* [DOCUMENT EXTRACT]
S3 Home‎ > ‎Our Work‎ > ‎Data Science‎ > ‎

Data Science Explained

Minimalist Description: Data science is about refining data to help make wise decisions. Data science and simulation science are like the right hand and the left hand of decision support. In fact, they both have a Control component because at the highest level of refinement, data science and simulation science use the same tools. But data science is data-driven. Instead of using notional representations of the real world to make decisions, data science supports decisions through direct input from the real world. There are three different kinds of refinement methods in data science, each of which transforms things at one level in the knowledge hierarchy into things a level higher up:
  • Data Fusion—Makes data relevant by transforming it into information. The things we can measure and the things we want to know are usually different. Data fusion turns measurements into models of useful variables.
  • Analytics—Transform information into knowledge that answers questions crucial to the enterprise. Analytics interpret the information and make sense of it.
  • Control—Defines decisions and courses of action. Control tells us what to do to be effective.
Data fusion, analytics, and control are closely related, but in most businesses, they have different stakeholders. The executives sit at the top of the pyramid, and so they are more interested in control. The information workers are toward the bottom of the pyramid, and so they are more interested in data fusion. Without the taxonomy we've shown here, the enterprise looks too complicated, and whole stakeholder groups are likely to be overlooked. If you work with S3, many of our questions will be about what kind of data science problems you want to solve and which levels in the knowledge hierarchy are involved in each problem. Answers to those questions help us identify the stakeholders. Once we know who they are, we have a variety of proven tools capture their individual needs. Then, and only then, does it make sense to do the heavy math.

Details:
Data is the life blood of most organizations. If you are reading this, chances are that you already knew that. Maybe your data is deliberate, like readings from electricity usage meters. Maybe it's inadvertent, like the time between clicks on a web site, or the difference in average decision time between customers who accept an offer and those who decline it. Regardless, the processes and tools that made your data possible are probably expensive.

 

The payoff for collecting and managing that data comes from transforming it into actionable business intelligence that improves decision making and enterprise effectiveness, and that payoff can be huge. This isn't a new idea. Alvin Toffler, author of Future Shock, and The Third Wave, has been describing this for decades. 


"We are interrelating data in more ways, giving them context, and thus forming them into information; and we are assembling chunks of information into larger and larger models and architectures of knowledge. ...knowledge has gone from being an adjunct of money power and muscle power, to being their very essence. It is, in fact, the ultimate amplifier. This is the key to the powershift that lies ahead, and it explains why the battle for control of knowledge and the means of communication is heating up all over the world." Alvin Toffler, PowerShift, 1991.

* [DATA SECTION]
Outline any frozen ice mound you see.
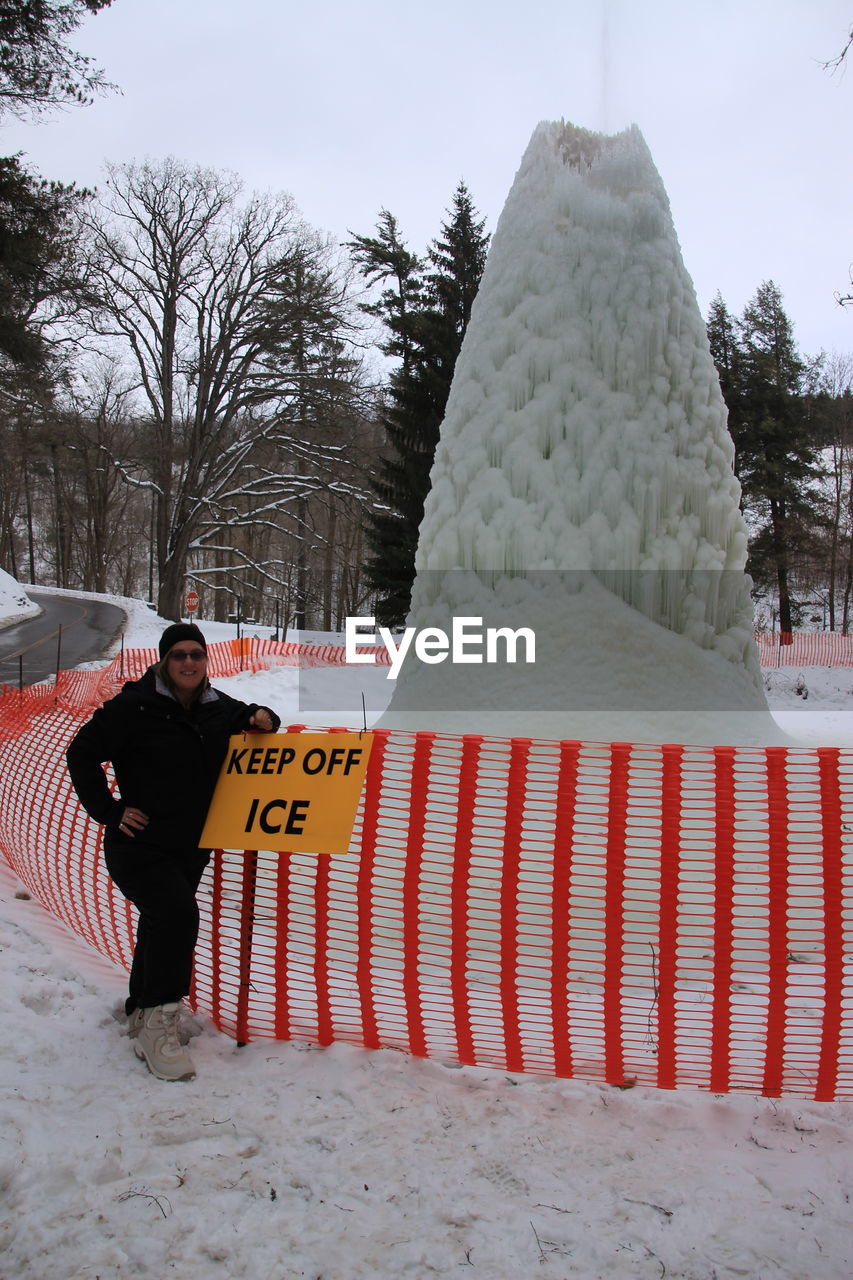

* [WORK TO DO] Copy the passage of the data science page starting at "The payoff for" and ending at "this for decades.". The lines are separate material, unrelated to the data science page.

* [ANSWER TO THE EXERCISE]
The payoff for collecting and managing that data comes from transforming it into actionable business intelligence that improves decision making and enterprise effectiveness, and that payoff can be huge. This isn't a new idea. Alvin Toffler, author of Future Shock, and The Third Wave, has been describing this for decades.